PASAJE DEL TEXTO:
En efecto, los modernos órdenes jurídicos surgidos de las grandes revoluciones burguesas y de los procesos de codificación realizados hacia finales del siglo xviii se vieron influenciados por las concepciones clásicas del pensamiento político liberal, uno de cuyos pilares consistía en la consideración del sujeto individual como el núcleo central en torno al que debía materializarse la armazón política y jurídica de las sociedades entonces emergentes. El ordenamiento jurídico, definido en su casi totalidad a partir del sistema de derechos individuales constitucionalmente reconocidos, se nutre de una profunda desconfianza hacia una cierta lógica del pensamiento democrático que postulaba la idea del autogobierno colectivo y del principio mayoritario. Como acertadamente ha mostrado Habermas, “el liberalismo, que se remonta a Locke, ha conjurado el peligro de mayorías tiránicas postulando la primacía de los derechos humanos frente a la voluntad popular”.4
Esta concepción del Derecho, centrada en la protección de los derechos subjetivos e individuales, se consolidó en la práctica de los sistemas jurídicos de Occidente a lo largo de todo el siglo xix. No es sino en las primeras décadas del siglo xx, con la aparición de una serie de críticas a los fundamentos del Estado de derecho liberal,5 cuando comienza a tomar cuerpo en el discurso de las ciencias jurídicas una perspectiva de análisis que habría de significar una auténtica revolución, el más importante cambio de paradigma operado en el constitucionalismo moderno, tanto en el plano de la teoría como en el de la práctica. Se trata del paso del Estado liberal de derecho al Estado social y democrático de derecho.
Frente a un ordenamiento jurídico fundamentalmente centrado en la idea de los derechos individuales –cuya principal amenaza encarnaba el propio Estado– y orientado en primer término a la salvaguarda de las instituciones centrales del sistema político en formación: propiedad y contrato, se erige un nuevo paradigma que reconoce la existencia de una serie de derechos de tipo social. Su realización solo será posible gracias a la intervención del aparato estatal, expresada bajo la forma de políticas públicas de prestación orientadas a mejorar las condiciones materiales de vida de grandes conglomerados humanos cuyas necesidades básicas no resultan satisfechas en un sistema económico signado por el libre juego de la oferta y la demanda.
El nuevo paradigma del Estado social y democrático de derecho está en la base de un poderoso y decisivo replanteamiento de la teoría general del derecho y del Estado, cuyo impacto se haría sentir incluso en el ámbito de la teoría del proceso, específicamente en lo relativo al replanteamiento de la tradicional concepción civilista de la noción de interés. Este cambio paradigmático empezaría a tener traducción normativa en el momento más emblemático de la crisis del liberalismo, hacia fines de la segunda década del siglo xx.

MATERIAL PROPORCIONADO:
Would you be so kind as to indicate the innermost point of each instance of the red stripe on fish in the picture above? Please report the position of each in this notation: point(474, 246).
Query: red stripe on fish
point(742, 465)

...

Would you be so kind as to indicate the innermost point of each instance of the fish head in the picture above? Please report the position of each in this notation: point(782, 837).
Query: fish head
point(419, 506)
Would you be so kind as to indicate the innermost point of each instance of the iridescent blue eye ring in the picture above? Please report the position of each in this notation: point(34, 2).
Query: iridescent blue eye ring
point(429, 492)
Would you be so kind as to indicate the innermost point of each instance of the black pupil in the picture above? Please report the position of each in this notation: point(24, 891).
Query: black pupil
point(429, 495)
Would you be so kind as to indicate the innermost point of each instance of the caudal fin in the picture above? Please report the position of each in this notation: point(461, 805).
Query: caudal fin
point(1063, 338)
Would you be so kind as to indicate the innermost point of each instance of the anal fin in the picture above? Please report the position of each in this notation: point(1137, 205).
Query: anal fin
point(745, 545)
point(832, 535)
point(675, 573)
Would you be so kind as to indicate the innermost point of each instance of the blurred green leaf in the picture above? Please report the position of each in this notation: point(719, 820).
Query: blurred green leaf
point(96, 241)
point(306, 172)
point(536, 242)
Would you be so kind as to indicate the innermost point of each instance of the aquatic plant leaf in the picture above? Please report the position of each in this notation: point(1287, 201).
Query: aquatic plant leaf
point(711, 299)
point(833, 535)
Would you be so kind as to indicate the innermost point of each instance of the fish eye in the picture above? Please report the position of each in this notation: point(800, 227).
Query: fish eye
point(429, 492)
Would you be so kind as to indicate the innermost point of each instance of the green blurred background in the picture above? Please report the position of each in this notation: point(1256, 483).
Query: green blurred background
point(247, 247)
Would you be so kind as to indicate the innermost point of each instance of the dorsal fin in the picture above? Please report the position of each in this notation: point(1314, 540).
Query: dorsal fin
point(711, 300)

TAREAS:
[a] En el texto sobre el Estado de derecho, ¿cuáles son las dos instituciones centrales del sistema político en formación que el ordenamiento jurídico liberal buscaba salvaguardar en primer término?
[b] Transcribe literalmente el pasaje del texto sobre el Estado de derecho que va desde "El nuevo paradigma" hasta "del siglo xx.", incluido este último.

RESPUESTAS ESCRITAS:
[a] La propiedad y el contrato.

[b]
El nuevo paradigma del Estado social y democrático de derecho está en la base de un poderoso y decisivo replanteamiento de la teoría general del derecho y del Estado, cuyo impacto se haría sentir incluso en el ámbito de la teoría del proceso, específicamente en lo relativo al replanteamiento de la tradicional concepción civilista de la noción de interés. Este cambio paradigmático empezaría a tener traducción normativa en el momento más emblemático de la crisis del liberalismo, hacia fines de la segunda década del siglo xx.